• 出題: 下に示すウェルター級最強を論じた文章の続きを、最後の文の後から書いてください。

• 抜粋本文:
----

ウェルター最強は、スペンスかクロフォードのどちらかでしょう。現在のパッキャオをウェルター最強に推すファンも少ないでしょうし、試合枯れしているキース・サーマンを最強にするのも現実的ではありません。
であれば、実力者のケルブルックとピーターソンを撃破したスペンスと、スーパーライト4団体王者のクオフォードの2人ですね。
この2人を比較すると、スピードはクロフォード、パワーはスペンス。型があるのがスペンス、自由自在がクロフォードといった対比が出来ると思います。
気になるのは、クロフォードがウェルターにおいて耐久性を保てるかという問題。もともとライトで戦っていたクロフォードに、そろそろ体重の壁が立ちはだかるかもしれません。
ホーンはパンチというよりも、フィジカルで相手のスタミナを削るタイプなので、そこまでホーン戦が参考にならないと思うので外します。
クロフォードは、ガンボア戦でも若干ぐらついていましたし、そこまで耐久性があるようには思えません。そこでウェルターに階級を上げ、実力者であるスペンスの攻撃に耐えうる耐久性があるかというと、それが疑わしいですね。クロフォードが勝つという予想確率を下げる一因です。

----

• データ抜粋:
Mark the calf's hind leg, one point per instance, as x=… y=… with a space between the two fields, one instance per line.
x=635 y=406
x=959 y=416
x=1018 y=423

----

• 想定解答:
この2人の試合は、やはりフェンシングのようなジャブの差し合いから始まるでしょう。いきなりごちゃごちゃはなさそうです。
このジャブの差し合いを制し始めるのは、難しい予想ですがスペンスでしょうね。ジャブジャブの後の左ボディにだんだんクロフォードが押されていき、その後パワーヒットが効き始め、判定勝ち。といったストーリーになるかと思います。
よって「ウェルター級最強」は、エロール・スペンス・ジュニアに決定いたします。
まだ正式に何も決まっていない試合ですが、この2人の試合が現時点におけるウェルター頂上決戦としていいでしょう。
まとめ
以上、ウェルター級の王者と、その最強に関してまとめさせていただきました。ウェルターは人気階級ですので、各プロモーター次世代選手の発掘に躍起になっており、新陳代謝も盛んで面白いですね。
早くサーマンが復帰することが望まれますが、今の話題はスペンスとクロフォード。ナチュラルでウェルターで戦ってきたスペンスが勝ち、つまり最強だと予想させていただきましたが、おそらくどちらに転んでもおかしくありません。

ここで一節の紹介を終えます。